■ Data provided ■
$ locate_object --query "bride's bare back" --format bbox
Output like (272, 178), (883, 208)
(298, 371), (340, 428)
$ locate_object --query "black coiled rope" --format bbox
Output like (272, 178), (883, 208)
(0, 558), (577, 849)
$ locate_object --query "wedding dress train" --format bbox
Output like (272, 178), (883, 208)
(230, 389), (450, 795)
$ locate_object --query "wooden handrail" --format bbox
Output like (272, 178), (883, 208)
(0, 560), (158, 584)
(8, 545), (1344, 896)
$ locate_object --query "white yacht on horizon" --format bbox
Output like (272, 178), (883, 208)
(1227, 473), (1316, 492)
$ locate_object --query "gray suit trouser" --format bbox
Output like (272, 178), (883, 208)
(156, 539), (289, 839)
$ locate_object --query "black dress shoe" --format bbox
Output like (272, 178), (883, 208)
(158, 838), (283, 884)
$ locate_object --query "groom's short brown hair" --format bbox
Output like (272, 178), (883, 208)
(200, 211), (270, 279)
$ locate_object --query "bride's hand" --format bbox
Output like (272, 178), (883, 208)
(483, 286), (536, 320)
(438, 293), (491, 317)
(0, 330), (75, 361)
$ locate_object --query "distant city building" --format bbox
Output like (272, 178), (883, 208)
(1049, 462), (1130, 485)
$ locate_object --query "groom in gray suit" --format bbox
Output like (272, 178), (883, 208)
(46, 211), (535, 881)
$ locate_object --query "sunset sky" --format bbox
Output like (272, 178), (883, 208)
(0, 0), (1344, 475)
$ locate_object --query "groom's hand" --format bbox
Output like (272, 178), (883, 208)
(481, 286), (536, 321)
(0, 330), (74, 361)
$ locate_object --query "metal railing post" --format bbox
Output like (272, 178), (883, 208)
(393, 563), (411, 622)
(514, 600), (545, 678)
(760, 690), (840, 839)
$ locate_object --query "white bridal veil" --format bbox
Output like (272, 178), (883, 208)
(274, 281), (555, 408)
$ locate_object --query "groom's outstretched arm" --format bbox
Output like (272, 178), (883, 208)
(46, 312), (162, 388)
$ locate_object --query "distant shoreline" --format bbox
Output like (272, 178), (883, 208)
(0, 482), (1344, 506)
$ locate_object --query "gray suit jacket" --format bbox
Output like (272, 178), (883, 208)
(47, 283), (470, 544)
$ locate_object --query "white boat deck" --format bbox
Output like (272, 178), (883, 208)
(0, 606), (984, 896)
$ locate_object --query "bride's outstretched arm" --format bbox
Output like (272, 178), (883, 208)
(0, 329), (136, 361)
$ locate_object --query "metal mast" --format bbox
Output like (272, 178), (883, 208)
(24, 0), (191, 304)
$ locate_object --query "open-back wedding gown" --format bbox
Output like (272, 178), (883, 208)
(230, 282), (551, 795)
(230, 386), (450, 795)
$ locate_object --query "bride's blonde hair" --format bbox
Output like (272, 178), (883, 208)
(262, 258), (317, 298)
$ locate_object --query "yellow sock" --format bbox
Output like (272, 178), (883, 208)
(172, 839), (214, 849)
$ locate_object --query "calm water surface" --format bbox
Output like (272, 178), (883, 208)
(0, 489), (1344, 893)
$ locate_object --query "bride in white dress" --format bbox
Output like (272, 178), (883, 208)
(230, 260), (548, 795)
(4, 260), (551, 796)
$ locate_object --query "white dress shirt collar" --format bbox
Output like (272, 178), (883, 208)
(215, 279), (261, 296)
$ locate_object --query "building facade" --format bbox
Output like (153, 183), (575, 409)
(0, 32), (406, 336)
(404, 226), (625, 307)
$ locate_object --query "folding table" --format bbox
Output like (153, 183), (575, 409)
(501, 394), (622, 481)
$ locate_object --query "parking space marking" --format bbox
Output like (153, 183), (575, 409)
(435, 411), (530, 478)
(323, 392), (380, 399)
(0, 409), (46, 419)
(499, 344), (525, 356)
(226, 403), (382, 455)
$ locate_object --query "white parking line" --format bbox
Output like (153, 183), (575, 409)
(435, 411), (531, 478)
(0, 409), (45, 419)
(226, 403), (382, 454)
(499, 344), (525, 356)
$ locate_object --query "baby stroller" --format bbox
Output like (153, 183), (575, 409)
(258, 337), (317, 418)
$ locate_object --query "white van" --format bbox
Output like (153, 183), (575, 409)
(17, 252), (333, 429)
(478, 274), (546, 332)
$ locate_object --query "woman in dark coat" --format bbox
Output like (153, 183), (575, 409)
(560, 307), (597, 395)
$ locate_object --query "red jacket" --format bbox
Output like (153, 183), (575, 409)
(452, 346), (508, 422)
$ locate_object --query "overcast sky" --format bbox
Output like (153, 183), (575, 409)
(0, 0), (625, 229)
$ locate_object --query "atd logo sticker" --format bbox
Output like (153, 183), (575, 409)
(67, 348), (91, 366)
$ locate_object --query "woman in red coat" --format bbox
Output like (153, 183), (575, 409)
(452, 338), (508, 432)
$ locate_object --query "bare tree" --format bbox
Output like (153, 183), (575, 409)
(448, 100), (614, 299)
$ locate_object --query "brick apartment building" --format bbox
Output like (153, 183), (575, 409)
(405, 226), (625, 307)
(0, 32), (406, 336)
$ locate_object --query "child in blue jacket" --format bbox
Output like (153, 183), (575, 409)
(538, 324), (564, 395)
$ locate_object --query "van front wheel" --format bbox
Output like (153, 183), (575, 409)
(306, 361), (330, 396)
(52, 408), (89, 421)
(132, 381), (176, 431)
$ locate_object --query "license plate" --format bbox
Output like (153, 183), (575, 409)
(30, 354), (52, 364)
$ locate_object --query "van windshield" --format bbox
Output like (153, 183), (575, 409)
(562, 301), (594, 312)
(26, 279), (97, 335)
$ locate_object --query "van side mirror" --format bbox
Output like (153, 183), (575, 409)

■ What is asked ■
Find every line in the listing that contains the word "building" and copy each one out in full.

■ Answer to the task ■
$ locate_object --query "distant city building" --format bbox
$ locate_object --query "building facade" --format bbox
$ locate_object --query "brick apartment building" --format bbox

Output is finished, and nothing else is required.